◆ **Data for the task**
[Start of section]
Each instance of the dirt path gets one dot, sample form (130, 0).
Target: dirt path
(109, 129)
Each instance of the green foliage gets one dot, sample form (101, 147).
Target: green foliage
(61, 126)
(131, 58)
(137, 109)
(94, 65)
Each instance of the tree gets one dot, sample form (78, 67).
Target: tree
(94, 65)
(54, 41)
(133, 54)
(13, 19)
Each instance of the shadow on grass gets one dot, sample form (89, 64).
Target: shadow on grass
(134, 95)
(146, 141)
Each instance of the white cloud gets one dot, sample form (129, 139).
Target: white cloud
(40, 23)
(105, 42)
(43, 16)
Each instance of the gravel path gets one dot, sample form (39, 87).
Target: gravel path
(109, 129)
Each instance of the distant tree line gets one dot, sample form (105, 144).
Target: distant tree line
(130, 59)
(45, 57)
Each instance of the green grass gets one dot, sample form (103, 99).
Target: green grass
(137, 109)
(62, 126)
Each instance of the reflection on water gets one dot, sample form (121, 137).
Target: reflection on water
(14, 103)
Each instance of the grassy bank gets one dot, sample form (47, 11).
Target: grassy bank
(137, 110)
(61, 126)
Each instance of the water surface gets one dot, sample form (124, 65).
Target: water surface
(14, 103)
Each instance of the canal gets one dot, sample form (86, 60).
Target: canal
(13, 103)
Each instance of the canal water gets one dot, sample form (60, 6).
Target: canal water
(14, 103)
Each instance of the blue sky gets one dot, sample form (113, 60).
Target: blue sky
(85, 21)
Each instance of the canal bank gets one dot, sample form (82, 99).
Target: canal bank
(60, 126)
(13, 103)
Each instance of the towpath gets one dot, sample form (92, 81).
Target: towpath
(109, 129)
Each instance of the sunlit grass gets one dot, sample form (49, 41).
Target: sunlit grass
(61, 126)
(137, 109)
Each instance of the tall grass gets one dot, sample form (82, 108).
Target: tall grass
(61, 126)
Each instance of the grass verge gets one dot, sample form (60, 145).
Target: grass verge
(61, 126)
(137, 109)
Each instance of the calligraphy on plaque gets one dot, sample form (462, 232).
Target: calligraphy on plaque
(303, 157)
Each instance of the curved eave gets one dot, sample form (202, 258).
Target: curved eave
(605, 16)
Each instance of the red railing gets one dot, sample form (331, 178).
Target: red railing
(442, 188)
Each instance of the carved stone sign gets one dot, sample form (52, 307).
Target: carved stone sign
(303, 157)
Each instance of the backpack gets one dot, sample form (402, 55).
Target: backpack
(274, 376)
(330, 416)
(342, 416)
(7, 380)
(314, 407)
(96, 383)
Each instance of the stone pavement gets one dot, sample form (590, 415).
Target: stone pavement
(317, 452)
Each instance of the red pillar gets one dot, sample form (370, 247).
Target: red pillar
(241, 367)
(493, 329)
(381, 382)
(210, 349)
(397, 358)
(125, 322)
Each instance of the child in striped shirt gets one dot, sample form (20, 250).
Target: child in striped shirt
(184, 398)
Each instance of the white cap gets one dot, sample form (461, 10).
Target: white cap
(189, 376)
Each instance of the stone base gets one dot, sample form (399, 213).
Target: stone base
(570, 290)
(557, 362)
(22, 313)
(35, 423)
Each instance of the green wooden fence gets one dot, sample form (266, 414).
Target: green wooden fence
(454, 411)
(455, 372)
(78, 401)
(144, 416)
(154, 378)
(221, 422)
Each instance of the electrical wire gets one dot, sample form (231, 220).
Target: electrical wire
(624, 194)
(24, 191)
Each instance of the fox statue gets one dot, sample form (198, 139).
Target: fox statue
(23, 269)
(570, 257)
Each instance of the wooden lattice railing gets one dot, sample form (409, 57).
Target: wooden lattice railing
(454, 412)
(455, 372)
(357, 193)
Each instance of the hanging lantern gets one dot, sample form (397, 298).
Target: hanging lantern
[End of section]
◆ **Problem requirements**
Every line from the one holding "Each instance of the child" through the last line of the listing above should be set down exactly, and nothing more.

◆ **Answer space**
Each instance of the child in striped shirt gets one dot, sample form (20, 250).
Target: child in striped shirt
(184, 398)
Each instance of the white cap gets one dot, sample form (461, 10).
Target: white cap
(189, 376)
Each instance of the stone base gets one dot, sample form (399, 213).
Target: stone base
(570, 290)
(557, 362)
(22, 313)
(35, 423)
Each instance of the green wooden fence gets one dot, sample form (266, 414).
Target: green wooden fence
(454, 411)
(455, 372)
(78, 401)
(144, 416)
(154, 378)
(221, 422)
Each instance of the electrical wire gets one dot, sample form (231, 220).
Target: electrical wire
(624, 194)
(24, 191)
Each instance of the fox statue gets one dot, sample form (198, 139).
Target: fox statue
(23, 269)
(570, 257)
Each instance of the wooden lattice railing gets one dot, sample form (409, 57).
Target: wooden lattice railing
(454, 412)
(455, 372)
(357, 193)
Each instance of the hanging lantern gets one dot, sample form (397, 298).
Target: hanging lantern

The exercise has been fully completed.